══ Text segment ══

DISCLAIMER: I'm providing this version of the script for accessibility purposes. It hasn't been proofread, so please excuse typos. (Especially because I use dictation software for a lot of my script writing!) There are also some things that may differ between the final episode and this draft script—some of this transcript may feel a bit incomplete. Please treat the episode audio as the final product.

I talked about North Carolina a few times on the podcast. While I have never lived in North Carolina for more than a few months at a time, my wife and I spent much of 2020 living with my sister and her husband in Raleigh North Carolina. Because of this, I’ve spent a decent amount of time hiking around the area, because there’s just a beautiful array of different state parks and greenways in the area. So during 2020 I went on a number of hikes in Umstead State Park in Raleigh as well as some hikes in Eno River State Park in Durham, though I didn’t go to Eno River State Park as often, because it was just further away.

I want to go over their history as well as talk about some of the paranormal investigation type stuff I’ve done there and, in particular, I want to talk about my trip to Raleigh over Halloween weekend 2021. Because not only did I have some unusual experiences, mostly in Eno River State Park, especially in this one hidden cemetery there that is famous for having paranormal activity, but the trip itself just ended up getting a little bit weird. A lot of bad and weird stuff happened while we were there and when I think back to that time it feels like this bad pocket of bad vibes.

This episode, I’m gonna really focus more on the history of Umstead State Park and talk about what the park is like now. And then in the next episode I’ll probably just focus on Eno River State Park and its history and what it’s like now. And then in the third episode of the series I’m going to talk about the solo Estes sessions that I did in the park, the EVP sessions that I did there, an interesting interaction I had with someone who I met in the park, as well as just some of the weird stuff that happened during my last visit to North Carolina.

Now, a word to the wise: I have a tendency to go a little overboard sometimes with the series that I do and sometimes end up being a bit longer than I expect. So as always, take my general roadmap of where planning to go for this miniseries with a grain of salt.

So, first let’s talk about Umstead State Park.

William B. Umstead State Park

Umstead State Park is a 5,599-acre park located in between the cities of Raleigh, Cary, and Durham. It’s part of the East Coast Greenway, which is a trail system that goes between Maine and Florida. I’m pretty sure that I have hiked all of the hiking trails in the park; there are about 20 miles of those, the longest of which is the 7.2-mile-long Sycamore Trail. There are also about 13 miles of multiuse trails which can be used for biking, horseback riding, as well as hiking. If you find yourself in the triangle, I highly recommend that you check out this park. It’s seriously one of my favorite places to hike. And I’ll say the hikes are not difficult at all, but it’s worth remembering that the area is very hilly, so if you’re like me and you’re not used to hills, you might be slightly sore at least the first time you hike it.

═══

• [Tasks for this exercise]:
**A)** Please list every city named in the podcast transcript.
**B)** Answer these about the podcast transcript, marking each answer like its question:
(i) In what year did the speaker and the speaker's wife live with the speaker's sister and her husband in Raleigh?
(ii) Over which weekend did the speaker's trip to Raleigh take place?
(iii) What is the longest hiking trail in Umstead State Park, and how long is it?
**C)** Rewrite the stretch of the podcast transcript from "This episode, I’m" through "grain of salt.", substituting "installment" for "episode".

══ Source excerpt ══

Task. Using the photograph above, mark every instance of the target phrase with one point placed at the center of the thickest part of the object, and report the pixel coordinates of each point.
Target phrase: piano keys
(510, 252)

═══

• [Correct answers]:
**A)** Raleigh, Durham, Cary

**B)**
(i) 2020
(ii) Halloween weekend 2021
(iii) The Sycamore Trail, 7.2 miles long

**C)**
This installment, I’m gonna really focus more on the history of Umstead State Park and talk about what the park is like now. And then in the next installment I’ll probably just focus on Eno River State Park and its history and what it’s like now. And then in the third installment of the series I’m going to talk about the solo Estes sessions that I did in the park, the EVP sessions that I did there, an interesting interaction I had with someone who I met in the park, as well as just some of the weird stuff that happened during my last visit to North Carolina.

Now, a word to the wise: I have a tendency to go a little overboard sometimes with the series that I do and sometimes end up being a bit longer than I expect. So as always, take my general roadmap of where planning to go for this miniseries with a grain of salt.